-- TEXT PASSAGE --
Start of Block

By Brendan O’Brien
(Reuters) – Alabama executed a man early on Friday for beating an elderly woman to death two decades ago, the state’s first execution since Governor Kay Ivey lifted a suspension on capital punishment in February following a review.
James Barber, 64, was put to death by lethal injection at 1:56 a.m. U.S. central time (0656 GMT) at the William Holman Correctional Facility in Atmore, Alabama, the governor’s office said in an emailed statement.
Barber was convicted and sentenced to death for killing 75-year-old Dorothy Epps during a robbery in her home in Harvest, Alabama on the night of May 20, 2001.
The execution went ahead after the U.S. Supreme Court declined to intervene at the last moment.
Ivey suspended capital punishment in November and ordered the review of the lethal injection process in her state after a string of botched executions last year. In the third failed execution, officials were unable to set the intravenous line in the condemned prisoner before the death warrant expired.
The Republican governor lifted the suspension after the Department of Corrections added medical professionals, obtained new equipment and conducted rehearsals for executions. The state also expanded the time allowed for an execution to be carried out before the expiration of the warrant.

End of Block

-- PROBLEM REQUIREMENTS --
Reproduce the passage of the execution report above from "Barber was convicted" to "the last moment.", without any alteration.

-- RECORDS PROVIDED --

Start of Block

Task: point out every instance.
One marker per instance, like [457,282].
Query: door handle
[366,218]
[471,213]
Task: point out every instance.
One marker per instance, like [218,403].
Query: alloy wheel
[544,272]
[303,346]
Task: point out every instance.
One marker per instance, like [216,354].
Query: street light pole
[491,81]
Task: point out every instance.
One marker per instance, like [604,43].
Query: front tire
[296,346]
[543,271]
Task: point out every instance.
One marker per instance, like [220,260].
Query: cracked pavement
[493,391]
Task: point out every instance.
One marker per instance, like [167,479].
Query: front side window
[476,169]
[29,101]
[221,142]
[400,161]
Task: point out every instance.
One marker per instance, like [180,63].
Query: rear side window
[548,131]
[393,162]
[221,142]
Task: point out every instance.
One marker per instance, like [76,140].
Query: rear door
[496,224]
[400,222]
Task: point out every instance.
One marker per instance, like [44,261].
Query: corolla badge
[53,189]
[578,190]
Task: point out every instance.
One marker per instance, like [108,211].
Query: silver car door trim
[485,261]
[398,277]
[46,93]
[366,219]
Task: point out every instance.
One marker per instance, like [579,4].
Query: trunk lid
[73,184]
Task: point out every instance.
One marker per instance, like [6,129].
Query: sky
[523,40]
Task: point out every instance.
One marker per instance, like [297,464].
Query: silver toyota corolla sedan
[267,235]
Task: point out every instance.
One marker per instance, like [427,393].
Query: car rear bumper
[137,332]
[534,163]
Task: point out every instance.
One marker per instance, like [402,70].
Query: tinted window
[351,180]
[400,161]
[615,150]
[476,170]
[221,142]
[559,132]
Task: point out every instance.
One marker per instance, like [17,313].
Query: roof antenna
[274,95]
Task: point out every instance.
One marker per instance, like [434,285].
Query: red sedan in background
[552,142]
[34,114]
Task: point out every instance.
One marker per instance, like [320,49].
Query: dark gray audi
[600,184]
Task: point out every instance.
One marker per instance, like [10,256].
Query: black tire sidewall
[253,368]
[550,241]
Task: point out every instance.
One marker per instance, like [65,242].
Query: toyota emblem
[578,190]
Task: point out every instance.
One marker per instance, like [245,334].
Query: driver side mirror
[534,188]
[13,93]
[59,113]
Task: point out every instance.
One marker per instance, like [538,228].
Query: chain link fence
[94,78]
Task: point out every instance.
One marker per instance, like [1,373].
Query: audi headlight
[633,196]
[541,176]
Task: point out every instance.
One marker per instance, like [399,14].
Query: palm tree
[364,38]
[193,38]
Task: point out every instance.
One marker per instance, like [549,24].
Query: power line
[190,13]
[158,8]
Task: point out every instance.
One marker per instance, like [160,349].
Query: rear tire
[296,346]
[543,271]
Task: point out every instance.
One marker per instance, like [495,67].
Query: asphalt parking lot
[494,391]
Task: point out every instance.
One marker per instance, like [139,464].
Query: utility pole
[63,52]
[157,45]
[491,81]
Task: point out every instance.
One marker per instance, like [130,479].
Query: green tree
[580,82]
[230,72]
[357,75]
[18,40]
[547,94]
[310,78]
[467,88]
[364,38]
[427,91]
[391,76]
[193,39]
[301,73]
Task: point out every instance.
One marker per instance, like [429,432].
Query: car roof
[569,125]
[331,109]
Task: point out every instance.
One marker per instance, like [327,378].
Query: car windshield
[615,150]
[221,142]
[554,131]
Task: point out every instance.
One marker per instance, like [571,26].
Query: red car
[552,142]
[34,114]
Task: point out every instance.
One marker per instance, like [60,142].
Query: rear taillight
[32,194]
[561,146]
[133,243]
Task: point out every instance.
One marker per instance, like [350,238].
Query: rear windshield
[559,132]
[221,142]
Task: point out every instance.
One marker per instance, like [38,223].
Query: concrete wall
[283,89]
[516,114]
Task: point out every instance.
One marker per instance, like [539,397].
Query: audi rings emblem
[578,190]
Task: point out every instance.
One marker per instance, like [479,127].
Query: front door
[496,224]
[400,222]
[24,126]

End of Block

-- EXPECTED ANSWER --
Barber was convicted and sentenced to death for killing 75-year-old Dorothy Epps during a robbery in her home in Harvest, Alabama on the night of May 20, 2001.
The execution went ahead after the U.S. Supreme Court declined to intervene at the last moment.